## [Brano scelto]
■ ■ ■ ■

Se si analizzano con più accuratezza i dati si può scoprire, per esempio, che il dato complessivo del turismo è cresciuto, negli ultimi tre o quattro anni, soprattutto a causa del terrorismo internazionale che ha portato nel nostro Paese un maggior numero di visitatori (+4,8%) a scapito della Francia (-4%), Turchia (-30%), Egitto (-40%), fascia del Maghreb e Medio-oriente(-4,1%).
Continuando ad analizzare i dati si scopre che, naturalmente, la quantità maggiore di visitatori si concentra nei grandi musei (Uffizi e Galleria dell’Accademia di Firenze) e nei siti archeologici più famosi (Colosseo e Pompei), enormemente favoriti dalla riforma Franceschini, mentre nulla è cambiato, se non in peggio, per tutti gli altri siti e musei minori, meno celebri o meno importanti.

■ ■ ■ ■

## [Estratto dei dati]
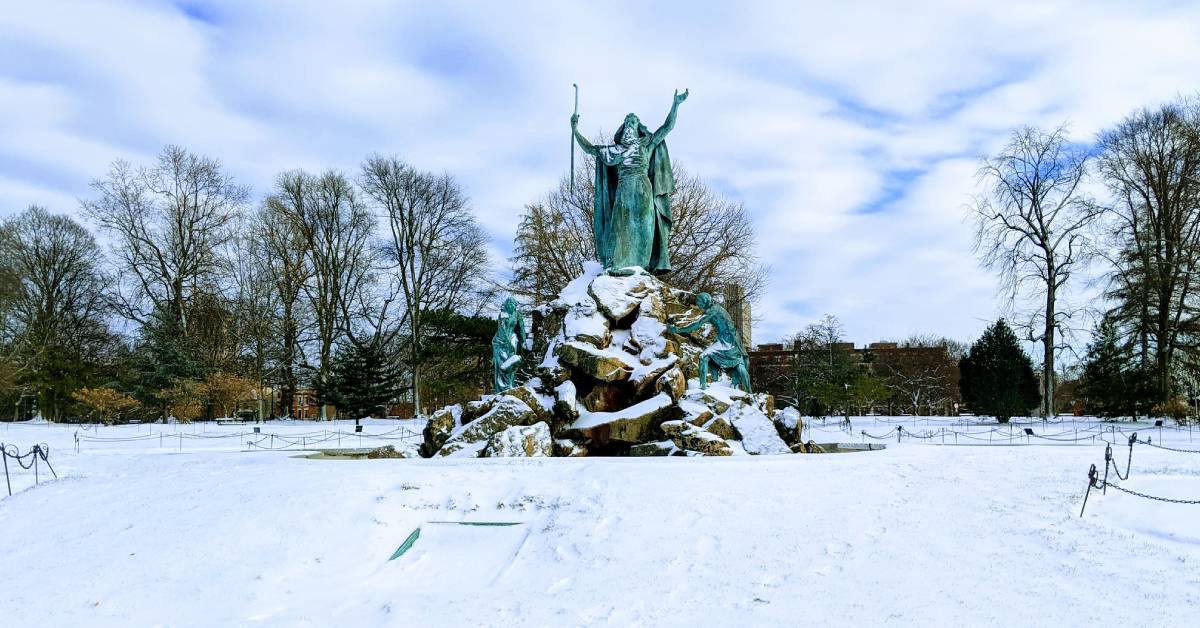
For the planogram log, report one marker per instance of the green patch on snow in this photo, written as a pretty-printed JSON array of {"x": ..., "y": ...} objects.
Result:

■ ■ ■ ■

## [Lavoro richiesto]
1. Traduca in inglese la seguente frase del brano sul turismo in Italia: "Continuando ad analizzare i dati si scopre che, naturalmente, la quantità maggiore di visitatori si concentra nei grandi musei (Uffizi e Galleria dell’Accademia di Firenze) e nei siti archeologici più famosi (Colosseo e Pompei), enormemente favoriti dalla riforma Franceschini, mentre nulla è cambiato, se non in peggio, per tutti gli altri siti e musei minori, meno celebri o meno importanti."
2. Fornisca il seguito del brano sul turismo in Italia, partendo subito dopo la sua ultima frase.

## [Risultati finali]
1. Continuing to analyze the data, one discovers that, naturally, the largest number of visitors is concentrated in the major museums (the Uffizi and the Galleria dell’Accademia in Florence) and in the most famous archaeological sites (the Colosseum and Pompeii), which have been enormously favored by the Franceschini reform, while nothing has changed, except for the worse, for all the other smaller, less famous or less important sites and museums.

2.
MANCA DAVVERO poco alle elezioni e la condizione nel campo della sinistra è, per milioni di elettori, talmente incerta che potrebbero non andare votare. Anche io non andrò a votare se un partito politico non includerà nel suo programma elettorale la piena attuazione, come ha di recente ribadito Salvatore Settis, della nostra Costituzione a partire dall’integrazione di scuola, ricerca, università, tutela del patrimonio culturale e dei paesaggi (articoli 9, 21, 33, 34) in un grande progetto di restauro capillare di tutti i nostri territorî che produca una maggiore perequazione sociale ed economica di tutti i cittadini (art. 3).